Provided data
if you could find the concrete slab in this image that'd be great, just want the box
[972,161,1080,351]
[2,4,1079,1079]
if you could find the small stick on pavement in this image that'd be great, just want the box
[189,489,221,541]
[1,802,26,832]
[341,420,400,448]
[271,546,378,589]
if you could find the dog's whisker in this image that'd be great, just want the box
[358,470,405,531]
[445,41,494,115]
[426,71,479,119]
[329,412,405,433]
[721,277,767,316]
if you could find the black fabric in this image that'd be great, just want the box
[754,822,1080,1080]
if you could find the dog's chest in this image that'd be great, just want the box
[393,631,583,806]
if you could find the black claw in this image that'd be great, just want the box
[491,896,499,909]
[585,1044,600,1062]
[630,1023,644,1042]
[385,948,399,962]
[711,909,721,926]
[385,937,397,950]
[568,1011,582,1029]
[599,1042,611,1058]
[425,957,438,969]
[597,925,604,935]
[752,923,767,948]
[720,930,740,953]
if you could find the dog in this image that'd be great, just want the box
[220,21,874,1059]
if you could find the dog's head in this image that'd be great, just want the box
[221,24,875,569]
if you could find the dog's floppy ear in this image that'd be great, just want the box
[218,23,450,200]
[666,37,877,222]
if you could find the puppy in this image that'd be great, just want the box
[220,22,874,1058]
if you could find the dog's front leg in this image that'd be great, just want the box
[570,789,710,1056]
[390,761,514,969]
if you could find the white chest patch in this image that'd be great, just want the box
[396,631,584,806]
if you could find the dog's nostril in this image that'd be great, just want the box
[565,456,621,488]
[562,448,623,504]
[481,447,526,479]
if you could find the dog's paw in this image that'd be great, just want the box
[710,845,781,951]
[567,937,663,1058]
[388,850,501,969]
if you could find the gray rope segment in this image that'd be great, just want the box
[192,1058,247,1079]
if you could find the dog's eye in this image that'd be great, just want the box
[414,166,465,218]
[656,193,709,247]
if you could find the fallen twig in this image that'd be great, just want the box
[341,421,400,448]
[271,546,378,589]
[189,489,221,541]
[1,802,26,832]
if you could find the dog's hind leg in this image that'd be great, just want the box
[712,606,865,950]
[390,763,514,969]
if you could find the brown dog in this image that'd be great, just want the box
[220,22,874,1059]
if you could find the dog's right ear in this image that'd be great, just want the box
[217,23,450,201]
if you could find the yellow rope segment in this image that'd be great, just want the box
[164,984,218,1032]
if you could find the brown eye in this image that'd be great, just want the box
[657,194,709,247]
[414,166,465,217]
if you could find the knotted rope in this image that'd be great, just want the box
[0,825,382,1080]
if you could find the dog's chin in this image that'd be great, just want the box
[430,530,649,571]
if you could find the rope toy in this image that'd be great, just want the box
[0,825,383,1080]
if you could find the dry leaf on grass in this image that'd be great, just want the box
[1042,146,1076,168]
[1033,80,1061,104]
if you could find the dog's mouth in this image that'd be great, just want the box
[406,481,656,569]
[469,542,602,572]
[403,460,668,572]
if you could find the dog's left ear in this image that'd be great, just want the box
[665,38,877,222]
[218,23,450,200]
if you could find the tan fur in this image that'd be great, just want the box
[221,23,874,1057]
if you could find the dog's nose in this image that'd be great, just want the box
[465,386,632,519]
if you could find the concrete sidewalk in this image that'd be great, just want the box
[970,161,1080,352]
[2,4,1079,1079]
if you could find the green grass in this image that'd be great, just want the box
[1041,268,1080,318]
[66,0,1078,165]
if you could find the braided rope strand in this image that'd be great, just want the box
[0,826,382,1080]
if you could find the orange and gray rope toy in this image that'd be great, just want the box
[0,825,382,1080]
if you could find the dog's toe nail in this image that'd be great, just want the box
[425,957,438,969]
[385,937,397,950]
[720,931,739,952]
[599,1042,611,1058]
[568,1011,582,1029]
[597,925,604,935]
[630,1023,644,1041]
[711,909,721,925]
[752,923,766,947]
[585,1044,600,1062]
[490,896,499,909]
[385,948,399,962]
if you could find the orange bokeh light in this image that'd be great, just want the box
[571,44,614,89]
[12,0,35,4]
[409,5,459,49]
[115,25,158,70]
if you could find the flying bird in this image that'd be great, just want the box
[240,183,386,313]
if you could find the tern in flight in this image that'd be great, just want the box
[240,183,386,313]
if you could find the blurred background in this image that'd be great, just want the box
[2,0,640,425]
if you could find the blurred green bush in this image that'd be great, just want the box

Task details
Begin with the line containing "if you could find the orange bokeh" and repeat each line exactly until the records above end.

Response
if you could find the orange bokeh light in this image that'd be great, just want the box
[571,44,614,89]
[12,0,35,4]
[409,5,459,49]
[115,25,158,70]
if you could find the flying bird in this image that'd be great, just want the box
[240,183,386,313]
if you could find the tern in flight in this image that'd be great, just want the box
[240,183,386,313]
if you could find the blurred background in this image that'd be great, just want the box
[2,0,640,425]
if you could find the blurred green bush in this image that'd be great, just want the box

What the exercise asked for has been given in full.